> [TESTO ESTRATTO]:
'''
Svolgimento del processo
Con la pronuncia impugnata, la Corte d’Appello di Napoli ha dichiarato inammissibile l’appello proposto dall’Agenzia delle Dogane e dei Monopoli avverso la sentenza del Tribunale di S. Maria Capua Vetere, che aveva accolto l’opposizione di C. M. e di L. Sas di C. M. & C. all’ordinanza ingiunzione emanata dalla sezione territoriale di Caserta dell’Agenzia ricorrente. Il gravame, in particolare, era stato ritenuto tardivo perché proposto oltre il termine di trenta giorni dalla notifica della sentenza di primo grado, eseguita a mezzo PEC all’indirizzo dell’Agenzia delle Dogane e dei Monopoli risultante dai pubblici registri. Inoltre, esso era stato introdotto dalla sede centrale dell’Agenzia, e non dall’articolazione periferica che aveva emesso l’ordinanza impugnata, legittimata ai sensi dell’art. 23 della legge n. 689 del 1981.
Per la cassazione di detta decisione propone ricorso l’Agenzia delle Dogane e dei Monopoli, affidandosi a due motivi.
Resistono con controricorso C. M. e L. Sas di C. M. & C..
La parte controricorrente ha depositato memoria in prossimità dell’adunanza camerale.
Motivi della decisione
Con il primo motivo, l’Agenzia ricorrente lamenta la violazione degli artt. 170 e 285 c.p.c., in relazione all’art. 360, primo comma, n. 4, c.p.c., perché la Corte territoriale avrebbe erroneamente ritenuto la notificazione della sentenza di primo grado, eseguita all’indirizzo PEC dell’Amministrazione, idonea a provocare la decorrenza del termine breve per impugnare. Ad avviso della ricorrente, a tale effetto la sentenza avrebbe dovuto essere notificata, invece, al funzionario delegato tramite cui l’Agenzia si era costituita in primo grado.
'''
> [LA RICHIESTA]:
Trascrivi senza modifiche il passo del testo estratto che inizia con "Resistono con controricorso" e termina con "in primo grado.". Le righe che vengono dopo sono materiale a sé, separato dal testo estratto.

> [DATI FORNITI]:
'''
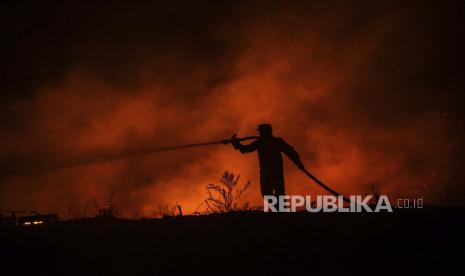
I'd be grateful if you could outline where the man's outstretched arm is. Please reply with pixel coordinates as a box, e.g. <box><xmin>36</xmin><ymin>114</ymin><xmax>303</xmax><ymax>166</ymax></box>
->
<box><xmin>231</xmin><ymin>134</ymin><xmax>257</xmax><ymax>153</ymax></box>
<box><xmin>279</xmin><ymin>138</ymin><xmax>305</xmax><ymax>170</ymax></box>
'''
> [RISPOSTA ALL'ESERCIZIO]:
Resistono con controricorso C. M. e L. Sas di C. M. & C..
La parte controricorrente ha depositato memoria in prossimità dell’adunanza camerale.
Motivi della decisione
Con il primo motivo, l’Agenzia ricorrente lamenta la violazione degli artt. 170 e 285 c.p.c., in relazione all’art. 360, primo comma, n. 4, c.p.c., perché la Corte territoriale avrebbe erroneamente ritenuto la notificazione della sentenza di primo grado, eseguita all’indirizzo PEC dell’Amministrazione, idonea a provocare la decorrenza del termine breve per impugnare. Ad avviso della ricorrente, a tale effetto la sentenza avrebbe dovuto essere notificata, invece, al funzionario delegato tramite cui l’Agenzia si era costituita in primo grado.